:: Provided data
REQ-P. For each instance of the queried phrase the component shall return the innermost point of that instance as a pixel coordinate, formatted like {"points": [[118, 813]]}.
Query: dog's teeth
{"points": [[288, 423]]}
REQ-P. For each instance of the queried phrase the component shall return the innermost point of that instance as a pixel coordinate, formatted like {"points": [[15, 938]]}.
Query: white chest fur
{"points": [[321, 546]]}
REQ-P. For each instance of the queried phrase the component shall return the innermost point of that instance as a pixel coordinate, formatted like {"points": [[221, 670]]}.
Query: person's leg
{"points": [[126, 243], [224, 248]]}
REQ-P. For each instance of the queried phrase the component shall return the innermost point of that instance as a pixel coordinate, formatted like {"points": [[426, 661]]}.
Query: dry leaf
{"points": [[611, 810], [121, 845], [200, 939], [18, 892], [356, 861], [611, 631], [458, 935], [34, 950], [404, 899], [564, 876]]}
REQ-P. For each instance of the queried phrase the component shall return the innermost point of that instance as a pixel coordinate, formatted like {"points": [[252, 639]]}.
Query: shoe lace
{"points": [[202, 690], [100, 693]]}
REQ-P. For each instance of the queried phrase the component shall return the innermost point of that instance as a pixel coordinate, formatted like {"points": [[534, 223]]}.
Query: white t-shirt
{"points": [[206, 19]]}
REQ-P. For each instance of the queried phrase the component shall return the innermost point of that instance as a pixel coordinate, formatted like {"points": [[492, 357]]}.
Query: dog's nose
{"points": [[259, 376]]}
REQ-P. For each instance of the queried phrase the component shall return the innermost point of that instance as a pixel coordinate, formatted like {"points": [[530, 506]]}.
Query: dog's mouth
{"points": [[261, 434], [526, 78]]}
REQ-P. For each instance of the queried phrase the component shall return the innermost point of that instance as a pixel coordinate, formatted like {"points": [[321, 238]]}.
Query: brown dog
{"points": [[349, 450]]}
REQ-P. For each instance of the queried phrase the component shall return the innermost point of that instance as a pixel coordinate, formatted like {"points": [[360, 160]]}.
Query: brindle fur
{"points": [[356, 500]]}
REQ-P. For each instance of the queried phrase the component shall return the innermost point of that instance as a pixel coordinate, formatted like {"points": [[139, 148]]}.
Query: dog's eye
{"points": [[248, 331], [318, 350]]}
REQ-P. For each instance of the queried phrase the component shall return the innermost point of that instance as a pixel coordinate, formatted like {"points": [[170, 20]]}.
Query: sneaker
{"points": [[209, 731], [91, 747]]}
::::
Instructions for the task :: Produce the entries above once more, identical in every detail.

Exercise result ::
REQ-P. For each instance of the queried phrase the component shall return the innermost point of that instance as a pixel coordinate, formatted like {"points": [[118, 813]]}.
Query: dog's teeth
{"points": [[288, 423]]}
REQ-P. For each instance of the queried phrase the component shall return the innermost point of that instance as a pixel coordinate, formatted like {"points": [[15, 938]]}.
Query: white chest fur
{"points": [[321, 546]]}
REQ-P. For each instance of the queried phrase the component shall return the innermost point of that instance as a pixel coordinate, formatted like {"points": [[221, 670]]}.
Query: person's leg
{"points": [[126, 243], [224, 248]]}
REQ-P. For each instance of the queried phrase the component shall return the innermost point of that instance as a pixel coordinate, formatted like {"points": [[426, 661]]}.
Query: dry leaf
{"points": [[611, 810], [121, 845], [200, 939], [18, 892], [356, 861], [611, 631], [458, 935], [34, 950], [404, 899], [564, 876]]}
REQ-P. For each instance of the queried phrase the component shall return the innermost point of that instance as a pixel coordinate, formatted like {"points": [[252, 639]]}.
Query: shoe lace
{"points": [[202, 690], [100, 693]]}
REQ-P. For each instance of the queried phrase the component shall return the innermost point of that instance as a pixel coordinate, formatted like {"points": [[534, 223]]}.
Query: white t-shirt
{"points": [[206, 19]]}
REQ-P. For each instance of the queried phrase the component shall return the innermost point of that instance as a pixel coordinate, formatted like {"points": [[492, 357]]}.
Query: dog's nose
{"points": [[259, 376]]}
REQ-P. For each instance of the queried phrase the component shall return the innermost point of that instance as a pixel coordinate, formatted like {"points": [[530, 506]]}.
Query: dog's mouth
{"points": [[261, 434], [526, 78]]}
REQ-P. For each instance of the queried phrase the component shall return the innermost point of that instance as a pixel coordinate, formatted like {"points": [[321, 238]]}.
Query: brown dog
{"points": [[349, 450]]}
REQ-P. For each instance of the queried phrase the component shall return the innermost point of that instance as a pixel coordinate, formatted like {"points": [[360, 160]]}.
Query: brindle fur
{"points": [[356, 500]]}
REQ-P. For each instance of the queried phrase the component shall return the innermost point of that instance as a pixel coordinate, formatted like {"points": [[139, 148]]}.
Query: dog's eye
{"points": [[248, 331], [318, 350]]}
REQ-P. For each instance of the queried phrase the component shall return the innermost point of that instance as a pixel coordinate, formatted like {"points": [[170, 20]]}.
Query: sneaker
{"points": [[209, 731], [91, 747]]}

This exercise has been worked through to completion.